» **The problem**
Return each of the entries below word for word.
= Beginning of Section =
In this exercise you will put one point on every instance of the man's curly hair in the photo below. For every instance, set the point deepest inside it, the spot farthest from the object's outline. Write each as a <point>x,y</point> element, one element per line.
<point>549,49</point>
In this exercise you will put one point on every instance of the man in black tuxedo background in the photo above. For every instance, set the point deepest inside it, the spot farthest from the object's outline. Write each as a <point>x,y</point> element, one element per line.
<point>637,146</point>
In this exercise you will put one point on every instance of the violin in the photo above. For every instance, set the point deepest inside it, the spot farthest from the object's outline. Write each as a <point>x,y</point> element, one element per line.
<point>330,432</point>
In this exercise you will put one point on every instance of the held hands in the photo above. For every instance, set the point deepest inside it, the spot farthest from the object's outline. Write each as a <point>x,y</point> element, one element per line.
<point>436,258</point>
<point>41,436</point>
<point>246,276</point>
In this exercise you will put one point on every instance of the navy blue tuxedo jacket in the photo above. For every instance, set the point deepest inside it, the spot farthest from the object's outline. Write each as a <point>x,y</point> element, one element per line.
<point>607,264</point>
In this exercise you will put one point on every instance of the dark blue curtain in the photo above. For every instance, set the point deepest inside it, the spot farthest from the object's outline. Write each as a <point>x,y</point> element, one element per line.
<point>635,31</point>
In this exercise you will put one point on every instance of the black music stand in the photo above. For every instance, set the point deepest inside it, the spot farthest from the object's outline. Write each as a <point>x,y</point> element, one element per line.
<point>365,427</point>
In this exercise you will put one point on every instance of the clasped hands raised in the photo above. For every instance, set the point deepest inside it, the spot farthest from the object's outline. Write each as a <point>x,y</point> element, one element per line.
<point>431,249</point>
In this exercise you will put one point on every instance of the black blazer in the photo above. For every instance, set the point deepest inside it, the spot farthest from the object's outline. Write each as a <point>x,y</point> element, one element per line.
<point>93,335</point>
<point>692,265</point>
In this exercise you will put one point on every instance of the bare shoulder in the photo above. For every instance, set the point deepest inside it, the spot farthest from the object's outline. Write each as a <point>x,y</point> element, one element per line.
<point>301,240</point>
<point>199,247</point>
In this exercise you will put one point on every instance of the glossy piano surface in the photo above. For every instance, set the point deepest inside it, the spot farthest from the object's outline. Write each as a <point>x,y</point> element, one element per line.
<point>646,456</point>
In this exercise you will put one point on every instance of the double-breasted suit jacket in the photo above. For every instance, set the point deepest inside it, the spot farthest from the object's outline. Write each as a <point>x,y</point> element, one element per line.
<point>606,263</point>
= End of Section =
» **Task solution**
In this exercise you will put one point on every instance of the man's curly hair in the photo below. For every instance, set the point deepest inside it, the spot farthest from the object's outline. Write each as a <point>x,y</point> element, one element per line.
<point>549,49</point>
In this exercise you will put one point on every instance of the man in black tuxedo background in the photo above. For every instance, set the point deepest inside it, the spot farthest from the object's outline. Write each as a <point>x,y</point> element, one element per line.
<point>637,146</point>
In this exercise you will put one point on every instance of the violin in the photo above. For every instance, set the point deepest inside it, the spot farthest from the object's outline. Write each as a <point>x,y</point> element, one element per line.
<point>330,432</point>
In this exercise you will put one point on every instance of the held hands in the photo above. For every instance, set the point deepest inside it, the spot farthest from the object's outline. Write each as a <point>x,y</point> element, one element per line.
<point>436,258</point>
<point>41,436</point>
<point>246,276</point>
In this exercise you will put one point on every instance of the navy blue tuxedo jacket in the photo above. For every instance, set the point deepest inside it, the spot farthest from the object's outline. Write each as a <point>x,y</point> element, one element per line.
<point>607,264</point>
In this exercise you will put one point on every instance of the dark blue curtain in the photo above. For every instance, set the point deepest inside it, the spot farthest from the object's outline. Write each as a <point>x,y</point> element, one element per line.
<point>635,31</point>
In this exercise you will put one point on every instance of the black music stand in the photo above. For every instance, set the point deepest inside it, the spot farthest from the object's outline. Write each as a <point>x,y</point> element, one element per line.
<point>365,427</point>
In this exercise you will put one point on every instance of the clasped hands raised in the photo above. For every instance, set the point deepest inside it, the spot farthest from the object's outline. Write each as a <point>x,y</point> element, one element per line.
<point>431,249</point>
In this exercise you will put one point on every instance of the black blazer in the photo above. For every instance, set the point deepest inside it, the spot farthest from the object's outline. Write each as a <point>x,y</point> element, one element per line.
<point>93,335</point>
<point>692,265</point>
In this exercise you will put one point on every instance of the bare shoulder in the photo above. For every instance, set the point deepest inside it, the spot farthest from the object's outline. Write each as a <point>x,y</point> element, one element per line.
<point>301,240</point>
<point>199,247</point>
In this exercise you will put one point on every instance of the glossy piano surface in the photo above. For every instance, set the point deepest inside it, the spot farthest from the object's outline. Write each as a <point>x,y</point> element, one element per line.
<point>646,456</point>
In this exercise you will put one point on every instance of the double-breasted suit jacket in the photo above. For every instance, set the point deepest inside it, the spot farthest from the object's outline. Write each as a <point>x,y</point> element, one element per line.
<point>606,263</point>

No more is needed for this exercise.